Keep only the lines of the listing below that contain the word "short", and drop all the others.

──────── Stored records

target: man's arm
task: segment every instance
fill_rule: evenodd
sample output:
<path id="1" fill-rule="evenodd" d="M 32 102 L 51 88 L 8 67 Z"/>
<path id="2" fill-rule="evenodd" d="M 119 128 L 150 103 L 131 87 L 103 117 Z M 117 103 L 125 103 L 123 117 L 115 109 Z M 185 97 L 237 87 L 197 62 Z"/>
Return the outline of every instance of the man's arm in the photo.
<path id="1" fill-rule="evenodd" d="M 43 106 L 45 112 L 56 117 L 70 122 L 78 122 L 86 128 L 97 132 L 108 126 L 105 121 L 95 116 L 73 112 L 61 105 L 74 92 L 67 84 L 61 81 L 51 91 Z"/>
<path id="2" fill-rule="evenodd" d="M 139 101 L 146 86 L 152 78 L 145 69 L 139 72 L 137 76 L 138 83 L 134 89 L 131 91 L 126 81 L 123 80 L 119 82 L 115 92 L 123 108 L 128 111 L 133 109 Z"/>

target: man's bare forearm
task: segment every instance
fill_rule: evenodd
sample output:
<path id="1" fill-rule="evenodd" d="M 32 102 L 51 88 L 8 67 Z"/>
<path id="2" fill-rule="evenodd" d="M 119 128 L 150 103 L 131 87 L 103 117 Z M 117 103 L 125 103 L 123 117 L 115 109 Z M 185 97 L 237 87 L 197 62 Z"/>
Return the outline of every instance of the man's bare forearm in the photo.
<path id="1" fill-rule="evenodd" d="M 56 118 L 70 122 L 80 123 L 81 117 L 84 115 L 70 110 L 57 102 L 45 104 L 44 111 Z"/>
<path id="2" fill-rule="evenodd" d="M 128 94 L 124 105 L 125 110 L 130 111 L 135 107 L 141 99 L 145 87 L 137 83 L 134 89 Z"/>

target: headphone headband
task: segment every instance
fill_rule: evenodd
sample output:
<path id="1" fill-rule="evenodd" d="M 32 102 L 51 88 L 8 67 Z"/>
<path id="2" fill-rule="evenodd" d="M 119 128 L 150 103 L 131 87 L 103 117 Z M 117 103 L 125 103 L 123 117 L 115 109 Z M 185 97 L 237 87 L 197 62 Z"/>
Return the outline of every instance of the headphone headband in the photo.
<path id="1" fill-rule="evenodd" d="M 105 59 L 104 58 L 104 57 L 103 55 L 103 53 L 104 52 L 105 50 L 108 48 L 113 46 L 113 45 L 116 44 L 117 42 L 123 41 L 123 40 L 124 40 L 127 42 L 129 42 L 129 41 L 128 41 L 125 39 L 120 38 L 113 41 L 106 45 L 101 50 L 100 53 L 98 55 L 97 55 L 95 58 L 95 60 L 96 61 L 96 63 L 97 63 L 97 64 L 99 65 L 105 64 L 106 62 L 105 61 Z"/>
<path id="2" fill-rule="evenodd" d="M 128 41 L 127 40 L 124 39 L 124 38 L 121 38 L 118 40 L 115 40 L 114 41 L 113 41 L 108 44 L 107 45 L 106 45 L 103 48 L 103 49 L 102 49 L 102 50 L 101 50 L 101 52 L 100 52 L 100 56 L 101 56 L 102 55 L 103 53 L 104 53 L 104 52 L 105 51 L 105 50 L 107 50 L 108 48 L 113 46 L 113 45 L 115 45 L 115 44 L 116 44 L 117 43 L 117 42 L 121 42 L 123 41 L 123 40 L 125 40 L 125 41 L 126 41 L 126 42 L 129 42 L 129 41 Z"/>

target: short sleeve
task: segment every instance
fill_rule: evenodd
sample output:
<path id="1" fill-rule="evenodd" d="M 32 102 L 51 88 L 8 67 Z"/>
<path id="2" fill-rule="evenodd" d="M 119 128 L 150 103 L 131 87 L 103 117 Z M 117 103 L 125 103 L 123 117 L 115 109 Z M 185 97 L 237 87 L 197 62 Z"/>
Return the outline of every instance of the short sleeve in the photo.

────────────────

=== Result of the task ===
target: short sleeve
Return the outline of every instance of the short sleeve in the photo.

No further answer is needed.